» **Text provided**:

--*--

Only two of England’s counties form the border with Scotland: Northumberland and Cumbria. Many visitors to this northern region head west, thanks in no small part to the attractions of the Lake District. But if you’re keen to explore one of the UK’s hidden gems, then look east instead and plan your next vacation for delightful Northumberland. Here are some of the highlights Mundana suggests making part of your itinerary.
Northumberland boasts more castles than any other county in England, part of the legacy of the wars fought over the border region. There are over 70 castle sites. Bamburgh overlooks the North Sea. Its breathtaking position framed by a broad sandy beach backed by dunes makes it one of the most photogenic sites in the area. Inland, you’ll find Alnwick overlooking the River Aln. It is the second largest inhabited castle in the country (the first is Windsor Castle, the Queen’s residence). These days, it’s famous for its appearance as Hogwarts in the first two Harry Potter films. Wannabe wizards can sign up for broomstick training during their visit.

--*--

» **Material provided**:
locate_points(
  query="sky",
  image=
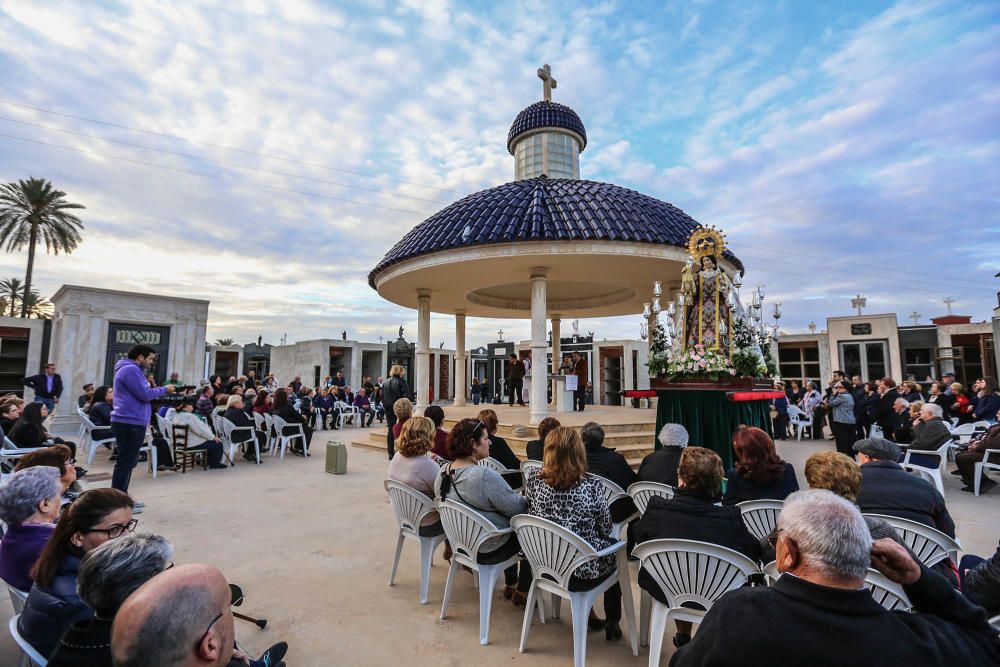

--*--

» **Problem set**:
- a) Quote the passage from the Northumberland travel piece, starting with "Only two of" and going on through "of your itinerary.".
- b) Write what comes next in the Northumberland travel piece, picking up right after its final sentence.

» **Answers to each task**:
- a)
Only two of England’s counties form the border with Scotland: Northumberland and Cumbria. Many visitors to this northern region head west, thanks in no small part to the attractions of the Lake District. But if you’re keen to explore one of the UK’s hidden gems, then look east instead and plan your next vacation for delightful Northumberland. Here are some of the highlights Mundana suggests making part of your itinerary.

- b)
Several other castles are worth a mention, including the ruins of Dunstanburgh and Berwick castles. Warkworth is particularly lovely in spring, when the meadows surrounding this riverside castle are full of daffodils. Chillingham Castle is supposedly one of the most haunted in England. If you’re keen to sleep in a castle, why not book a night or two at the Langley Castle Hotel?
Hadrian’s Wall was built almost 2000 years ago. To the south was Roman Britannia; to the north, Caledonia. Contrary to what some people might think, it sits entirely in England and has never formed the border with Scotland. Today, a walking path extends along its 73 mile length. The best preserved section lies within Northumberland National Park. Look out for Roman forts, guarded posts called Milecastles and observation towers known as turrets. There are several interesting museums attached to these, including Vindolanda, Chesters and Housesteads. They display some of the Roman treasures that archaeologists unearthed in recent times.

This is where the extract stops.